## PASSAGE SHOWN
★ ★ ★

# Smartwatch



## HalfEatenPie (Aug 15, 2016)

Anyone ever got/use a smartwatch?  How good is it?  


I've been thinking about getting one and have been looking around.  Moto 360 Gen 2 and Samsung Gear S2 looks interesting for me but I think I'd prefer the android wear simply because it'd integrate better with the OS.


I however also backed the kickstarter for Ticwatch 2.  I'm a bit iffy since I want a watch that actually looks like a watch and has complementary features which makes it "smart", I'd rather not have a square plate on my wrist that looks all sci-fi and stands out when wearing a suit.  I'd rather have it complement the suit.


Anyone have any thoughts and comments on it?  I saw there were also some really cheap ones on AliExpress, but I don't think any of those knockoff are really worth the time since I'd rather have the good experience.


----------



## k0nsl (Aug 15, 2016)

I bought one of those knock-off watches, and sure, it works fine and all, but I would rather buy something a bit "more solid". It feels very cheap —which it incidentally was too. When/if I am going to buy a new one, I would buy the Samsung Gear purely because I like how it looks, and also because my phones and tablet are Samsung too.


----------



## HalfEatenPie (Aug 15, 2016)

k0nsl said:


> I bought one of those knock-off watches, and sure, it works fine and all, but I would rather buy something a bit "more solid". It feels very cheap —which it incidentally was too. When/if I am going to buy a new one, I would buy the Samsung Gear purely because I like how it looks, and also because my phones and tablet are Samsung too.



Yeah see that's what I was thinking.  My phone's a Samsung Galaxy S7, but the fact that Samsung went with their own OS instead of Android Wear like others do (e.g. Moto 360, LG Urbane 2, LG G Watch R, Huawei watch, ASUS Zenwatch, etc.), I don't know mate.  It seems like a bigger chance to get more applications and such to work if you stayed within the Android Wear Ecosystem.  However, what can I say since I'm currently backing the Ticwatch 2 which is trying to establish their own wearable ecosystem (however some claim will have a compatibility mode for Android Wear applications, but other people say it won't be true).  


But then again, I heard AMOLED provides a better experience and resolution than the IPS LED that the Moto 360 still only supports.  I've also heard the Samsung Gear S2 still is fairly underpowered and isn't as responsive (takes a half a second or two for your contacts to register).

★ ★ ★

(Entries for pointing and labeling)
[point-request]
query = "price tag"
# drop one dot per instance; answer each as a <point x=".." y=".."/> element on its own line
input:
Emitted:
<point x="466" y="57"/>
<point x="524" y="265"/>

★ ★ ★

## DO THIS
Reproduce the smartwatch thread from "Anyone have any" to "k0nsl (Aug 15, 2016)", word for word.

## THE OUTPUT
Anyone have any thoughts and comments on it?  I saw there were also some really cheap ones on AliExpress, but I don't think any of those knockoff are really worth the time since I'd rather have the good experience.


----------



## k0nsl (Aug 15, 2016)